**Exercise goal**:
Could you output, as a numbered list with blank lines omitted, the lines of the records starting at the line containing "object=crown molding" and ending at the last line of the records?

**Extracted entries**:

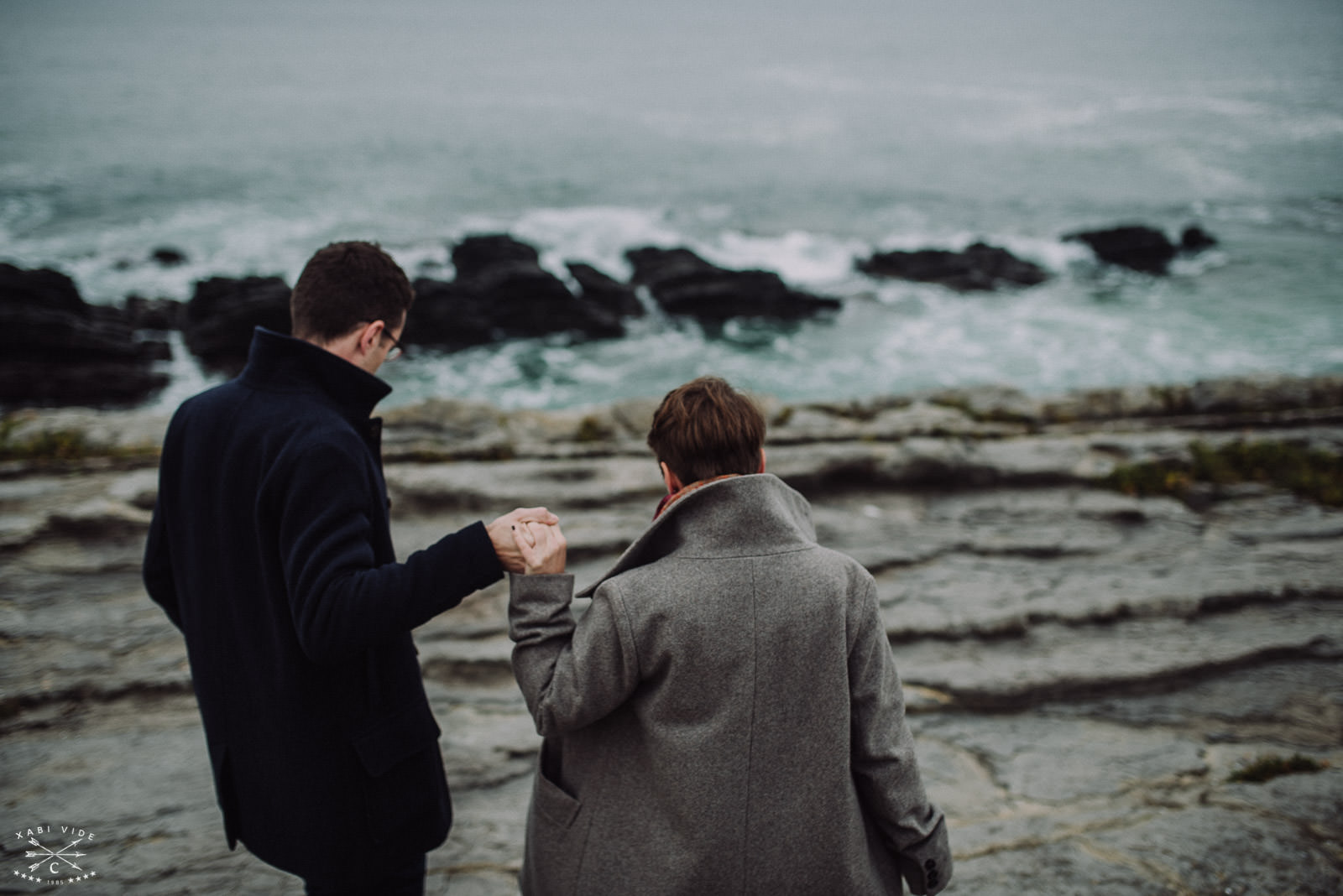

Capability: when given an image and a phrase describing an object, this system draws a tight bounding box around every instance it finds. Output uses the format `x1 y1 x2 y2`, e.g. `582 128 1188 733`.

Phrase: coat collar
239 327 392 421
575 473 817 596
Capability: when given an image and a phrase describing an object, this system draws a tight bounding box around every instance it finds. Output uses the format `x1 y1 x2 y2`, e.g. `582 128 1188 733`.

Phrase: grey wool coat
509 473 951 894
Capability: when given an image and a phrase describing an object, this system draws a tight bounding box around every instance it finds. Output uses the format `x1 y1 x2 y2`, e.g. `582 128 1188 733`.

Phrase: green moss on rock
1101 440 1343 507
1227 753 1330 784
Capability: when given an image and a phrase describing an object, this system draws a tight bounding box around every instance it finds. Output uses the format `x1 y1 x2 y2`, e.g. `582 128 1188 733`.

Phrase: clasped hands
485 507 567 576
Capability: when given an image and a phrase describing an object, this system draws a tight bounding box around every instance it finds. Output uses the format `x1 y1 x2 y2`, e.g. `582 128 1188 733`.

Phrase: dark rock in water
1063 224 1175 273
149 246 186 267
183 276 290 374
566 262 646 318
857 242 1049 293
0 264 168 406
1179 224 1217 253
126 295 184 330
624 247 841 322
0 258 89 316
405 233 624 349
452 233 541 280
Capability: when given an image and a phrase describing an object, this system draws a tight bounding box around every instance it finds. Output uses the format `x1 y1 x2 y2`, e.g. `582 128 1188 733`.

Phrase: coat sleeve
509 574 640 737
849 574 951 893
275 439 502 663
141 491 181 629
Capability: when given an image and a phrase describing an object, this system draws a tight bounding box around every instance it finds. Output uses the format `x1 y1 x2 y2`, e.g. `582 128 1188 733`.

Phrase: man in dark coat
144 242 555 893
509 377 952 896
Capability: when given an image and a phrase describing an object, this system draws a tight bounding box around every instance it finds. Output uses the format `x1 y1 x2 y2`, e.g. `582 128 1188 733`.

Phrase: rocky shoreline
0 377 1343 896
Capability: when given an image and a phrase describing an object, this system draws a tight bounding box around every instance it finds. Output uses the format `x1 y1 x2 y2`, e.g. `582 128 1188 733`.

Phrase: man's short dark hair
289 242 415 342
649 377 764 486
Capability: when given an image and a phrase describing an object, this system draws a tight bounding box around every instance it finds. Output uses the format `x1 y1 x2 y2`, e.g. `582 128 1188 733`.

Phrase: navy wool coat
144 329 502 883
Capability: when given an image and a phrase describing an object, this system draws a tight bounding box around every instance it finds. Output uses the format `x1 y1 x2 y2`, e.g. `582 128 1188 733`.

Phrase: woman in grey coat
509 378 951 894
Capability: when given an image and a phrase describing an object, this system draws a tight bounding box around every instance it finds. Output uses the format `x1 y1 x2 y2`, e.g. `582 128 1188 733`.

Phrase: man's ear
658 460 685 495
356 320 387 354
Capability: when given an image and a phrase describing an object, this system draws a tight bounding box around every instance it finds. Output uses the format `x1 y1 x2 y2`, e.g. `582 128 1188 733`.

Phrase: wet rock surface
1063 224 1217 273
405 233 624 350
855 242 1049 293
183 276 290 376
0 264 168 406
624 246 841 322
0 379 1343 896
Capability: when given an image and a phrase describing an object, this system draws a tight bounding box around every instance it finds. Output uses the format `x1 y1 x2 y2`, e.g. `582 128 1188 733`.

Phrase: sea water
0 0 1343 408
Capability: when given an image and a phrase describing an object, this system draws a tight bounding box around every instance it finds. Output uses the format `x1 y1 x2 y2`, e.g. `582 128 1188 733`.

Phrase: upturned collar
239 327 392 421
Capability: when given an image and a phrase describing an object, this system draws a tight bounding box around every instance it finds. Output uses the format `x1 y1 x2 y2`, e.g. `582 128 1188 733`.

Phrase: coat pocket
519 743 589 896
210 743 238 851
352 704 452 840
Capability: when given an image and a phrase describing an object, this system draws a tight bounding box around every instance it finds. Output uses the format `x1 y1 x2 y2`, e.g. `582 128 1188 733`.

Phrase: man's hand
513 524 568 576
485 507 560 573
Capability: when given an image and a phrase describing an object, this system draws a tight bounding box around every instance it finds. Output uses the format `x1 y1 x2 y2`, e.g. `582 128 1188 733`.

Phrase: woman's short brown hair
289 242 415 342
649 377 764 486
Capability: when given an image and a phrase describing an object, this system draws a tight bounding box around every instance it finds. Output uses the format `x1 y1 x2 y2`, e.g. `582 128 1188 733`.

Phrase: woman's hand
513 522 568 576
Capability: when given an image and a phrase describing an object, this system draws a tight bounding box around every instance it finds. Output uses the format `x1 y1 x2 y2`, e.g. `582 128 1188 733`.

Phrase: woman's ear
658 460 685 495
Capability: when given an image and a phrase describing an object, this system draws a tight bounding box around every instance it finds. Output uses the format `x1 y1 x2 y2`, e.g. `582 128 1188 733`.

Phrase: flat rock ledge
0 377 1343 896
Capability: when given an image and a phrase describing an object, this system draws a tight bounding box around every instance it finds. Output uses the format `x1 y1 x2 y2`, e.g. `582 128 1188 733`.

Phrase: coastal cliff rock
0 377 1343 896
0 264 168 406
183 276 290 376
624 247 841 322
855 242 1049 293
564 262 647 318
1063 224 1217 273
405 235 624 350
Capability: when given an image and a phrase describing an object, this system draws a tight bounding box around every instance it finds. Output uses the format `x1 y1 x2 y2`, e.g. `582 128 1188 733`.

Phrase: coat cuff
897 818 951 896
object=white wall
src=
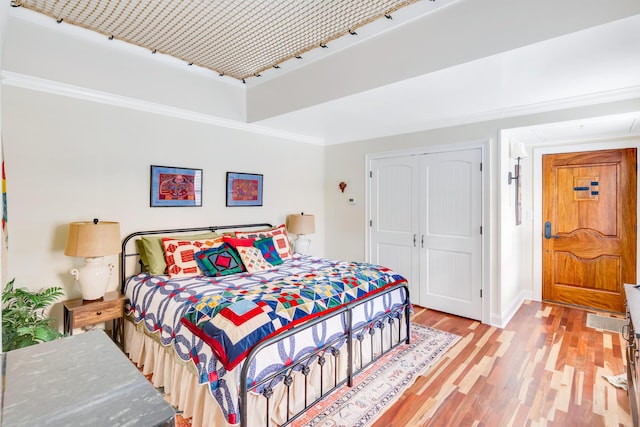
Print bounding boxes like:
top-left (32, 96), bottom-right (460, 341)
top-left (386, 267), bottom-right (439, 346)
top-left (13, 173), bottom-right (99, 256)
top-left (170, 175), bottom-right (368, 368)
top-left (325, 99), bottom-right (640, 326)
top-left (2, 86), bottom-right (325, 328)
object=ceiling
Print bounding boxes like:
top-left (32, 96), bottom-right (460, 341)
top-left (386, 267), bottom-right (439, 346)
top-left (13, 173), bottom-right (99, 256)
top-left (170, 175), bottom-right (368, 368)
top-left (12, 0), bottom-right (436, 81)
top-left (5, 0), bottom-right (640, 144)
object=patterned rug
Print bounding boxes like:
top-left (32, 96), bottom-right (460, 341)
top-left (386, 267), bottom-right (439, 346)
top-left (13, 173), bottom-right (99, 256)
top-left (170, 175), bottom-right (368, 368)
top-left (291, 323), bottom-right (459, 427)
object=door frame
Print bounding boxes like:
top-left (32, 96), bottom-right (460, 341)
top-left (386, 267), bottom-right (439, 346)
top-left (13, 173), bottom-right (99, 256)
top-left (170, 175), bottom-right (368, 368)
top-left (363, 139), bottom-right (494, 323)
top-left (532, 138), bottom-right (640, 301)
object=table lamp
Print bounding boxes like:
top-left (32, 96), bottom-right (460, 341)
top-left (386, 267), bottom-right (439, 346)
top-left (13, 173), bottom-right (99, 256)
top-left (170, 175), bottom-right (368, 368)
top-left (287, 212), bottom-right (316, 255)
top-left (64, 218), bottom-right (120, 301)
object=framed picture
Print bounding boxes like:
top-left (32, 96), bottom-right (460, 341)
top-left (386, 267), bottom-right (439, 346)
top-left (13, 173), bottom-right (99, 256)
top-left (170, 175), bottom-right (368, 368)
top-left (227, 172), bottom-right (262, 206)
top-left (151, 165), bottom-right (202, 207)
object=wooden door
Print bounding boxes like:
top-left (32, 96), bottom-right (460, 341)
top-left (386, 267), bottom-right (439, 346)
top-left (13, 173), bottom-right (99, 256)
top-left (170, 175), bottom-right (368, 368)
top-left (542, 148), bottom-right (637, 313)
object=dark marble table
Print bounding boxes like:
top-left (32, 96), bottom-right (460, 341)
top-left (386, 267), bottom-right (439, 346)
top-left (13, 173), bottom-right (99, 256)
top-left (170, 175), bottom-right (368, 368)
top-left (0, 330), bottom-right (175, 427)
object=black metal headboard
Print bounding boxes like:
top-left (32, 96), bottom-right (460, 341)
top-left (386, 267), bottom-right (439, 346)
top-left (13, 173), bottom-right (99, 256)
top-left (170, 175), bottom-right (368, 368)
top-left (120, 223), bottom-right (273, 293)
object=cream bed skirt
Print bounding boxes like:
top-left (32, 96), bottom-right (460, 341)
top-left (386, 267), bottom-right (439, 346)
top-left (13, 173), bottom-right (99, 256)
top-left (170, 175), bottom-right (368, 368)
top-left (124, 315), bottom-right (406, 427)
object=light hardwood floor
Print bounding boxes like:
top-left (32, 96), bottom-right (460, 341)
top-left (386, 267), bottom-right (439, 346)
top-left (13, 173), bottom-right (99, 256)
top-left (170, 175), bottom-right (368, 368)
top-left (374, 302), bottom-right (632, 427)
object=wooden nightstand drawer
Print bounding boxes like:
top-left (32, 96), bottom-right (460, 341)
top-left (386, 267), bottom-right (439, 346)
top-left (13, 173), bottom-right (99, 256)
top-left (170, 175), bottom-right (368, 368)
top-left (62, 292), bottom-right (125, 347)
top-left (71, 300), bottom-right (123, 328)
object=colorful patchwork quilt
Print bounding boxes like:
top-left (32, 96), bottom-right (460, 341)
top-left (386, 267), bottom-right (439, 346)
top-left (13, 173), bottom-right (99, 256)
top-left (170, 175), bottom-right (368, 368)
top-left (183, 263), bottom-right (404, 370)
top-left (125, 254), bottom-right (406, 424)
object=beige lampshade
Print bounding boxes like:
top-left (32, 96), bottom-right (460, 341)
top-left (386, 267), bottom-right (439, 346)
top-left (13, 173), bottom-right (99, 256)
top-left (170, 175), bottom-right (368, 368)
top-left (287, 213), bottom-right (316, 234)
top-left (64, 220), bottom-right (120, 258)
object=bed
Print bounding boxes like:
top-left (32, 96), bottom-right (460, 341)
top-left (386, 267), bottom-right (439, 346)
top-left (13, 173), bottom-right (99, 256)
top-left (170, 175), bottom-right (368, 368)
top-left (121, 224), bottom-right (411, 427)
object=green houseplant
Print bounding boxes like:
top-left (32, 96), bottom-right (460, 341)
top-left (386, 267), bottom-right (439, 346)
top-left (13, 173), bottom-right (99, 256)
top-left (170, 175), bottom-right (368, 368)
top-left (2, 279), bottom-right (63, 352)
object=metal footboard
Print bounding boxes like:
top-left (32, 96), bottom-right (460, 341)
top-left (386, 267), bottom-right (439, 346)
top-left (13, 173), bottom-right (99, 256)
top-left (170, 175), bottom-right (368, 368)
top-left (239, 282), bottom-right (411, 427)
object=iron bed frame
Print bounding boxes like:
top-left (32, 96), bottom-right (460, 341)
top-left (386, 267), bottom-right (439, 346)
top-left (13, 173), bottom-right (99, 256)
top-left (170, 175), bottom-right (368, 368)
top-left (120, 223), bottom-right (411, 427)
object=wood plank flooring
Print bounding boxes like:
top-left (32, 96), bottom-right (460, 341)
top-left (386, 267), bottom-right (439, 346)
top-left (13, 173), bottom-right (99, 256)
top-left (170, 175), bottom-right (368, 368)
top-left (373, 302), bottom-right (632, 427)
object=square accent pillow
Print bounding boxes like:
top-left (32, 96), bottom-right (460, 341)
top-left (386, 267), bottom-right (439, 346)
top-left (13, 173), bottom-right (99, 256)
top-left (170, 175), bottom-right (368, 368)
top-left (236, 224), bottom-right (292, 261)
top-left (162, 237), bottom-right (223, 277)
top-left (138, 231), bottom-right (220, 275)
top-left (222, 236), bottom-right (256, 248)
top-left (253, 237), bottom-right (282, 265)
top-left (196, 243), bottom-right (245, 277)
top-left (236, 246), bottom-right (273, 273)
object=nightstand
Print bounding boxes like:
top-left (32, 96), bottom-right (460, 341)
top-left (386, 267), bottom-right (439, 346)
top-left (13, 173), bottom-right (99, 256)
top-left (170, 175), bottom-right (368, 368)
top-left (62, 291), bottom-right (125, 349)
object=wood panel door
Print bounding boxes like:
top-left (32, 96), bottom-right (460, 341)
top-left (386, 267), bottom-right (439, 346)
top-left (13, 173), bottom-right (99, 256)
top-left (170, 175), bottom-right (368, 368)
top-left (542, 148), bottom-right (637, 313)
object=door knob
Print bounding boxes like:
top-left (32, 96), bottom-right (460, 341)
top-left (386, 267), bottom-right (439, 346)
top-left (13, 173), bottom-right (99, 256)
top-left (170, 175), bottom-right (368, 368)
top-left (544, 221), bottom-right (560, 239)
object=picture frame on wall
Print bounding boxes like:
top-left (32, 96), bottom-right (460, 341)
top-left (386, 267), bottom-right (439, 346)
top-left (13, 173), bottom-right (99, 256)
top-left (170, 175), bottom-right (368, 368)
top-left (227, 172), bottom-right (263, 206)
top-left (150, 165), bottom-right (202, 207)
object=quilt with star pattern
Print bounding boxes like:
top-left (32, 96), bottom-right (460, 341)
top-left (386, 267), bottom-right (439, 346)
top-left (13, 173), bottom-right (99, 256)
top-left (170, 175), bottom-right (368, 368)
top-left (182, 262), bottom-right (404, 370)
top-left (124, 254), bottom-right (408, 424)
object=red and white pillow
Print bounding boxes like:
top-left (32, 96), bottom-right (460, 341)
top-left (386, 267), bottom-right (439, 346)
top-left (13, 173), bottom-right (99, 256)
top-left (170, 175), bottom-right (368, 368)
top-left (162, 237), bottom-right (223, 277)
top-left (235, 224), bottom-right (292, 261)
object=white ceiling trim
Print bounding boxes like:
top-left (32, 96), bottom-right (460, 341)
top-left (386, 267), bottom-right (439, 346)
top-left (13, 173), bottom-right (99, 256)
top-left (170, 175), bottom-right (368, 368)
top-left (324, 85), bottom-right (640, 145)
top-left (0, 70), bottom-right (324, 145)
top-left (5, 70), bottom-right (640, 145)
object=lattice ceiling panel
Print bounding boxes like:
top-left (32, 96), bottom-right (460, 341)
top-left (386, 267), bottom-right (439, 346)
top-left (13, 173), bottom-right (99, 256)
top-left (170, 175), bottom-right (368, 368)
top-left (12, 0), bottom-right (417, 79)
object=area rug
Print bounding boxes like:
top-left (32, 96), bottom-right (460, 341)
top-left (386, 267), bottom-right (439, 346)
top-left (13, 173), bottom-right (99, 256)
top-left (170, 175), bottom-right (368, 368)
top-left (291, 323), bottom-right (459, 427)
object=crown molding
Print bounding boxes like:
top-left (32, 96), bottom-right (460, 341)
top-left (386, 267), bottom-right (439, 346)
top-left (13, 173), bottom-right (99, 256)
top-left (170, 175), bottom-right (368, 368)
top-left (325, 85), bottom-right (640, 145)
top-left (0, 70), bottom-right (325, 145)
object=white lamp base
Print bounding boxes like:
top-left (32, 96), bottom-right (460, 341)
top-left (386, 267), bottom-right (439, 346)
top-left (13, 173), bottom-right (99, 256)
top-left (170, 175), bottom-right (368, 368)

**Exercise response**:
1. object=crown molding
2. Print bounding boxes like:
3. top-left (32, 96), bottom-right (460, 341)
4. top-left (386, 267), bottom-right (439, 346)
5. top-left (13, 173), bottom-right (99, 256)
6. top-left (170, 175), bottom-right (368, 368)
7. top-left (325, 85), bottom-right (640, 145)
8. top-left (0, 70), bottom-right (325, 145)
9. object=white lamp base
10. Print bounding boxes like:
11. top-left (32, 96), bottom-right (460, 341)
12. top-left (386, 267), bottom-right (439, 346)
13. top-left (13, 173), bottom-right (99, 256)
14. top-left (170, 175), bottom-right (368, 368)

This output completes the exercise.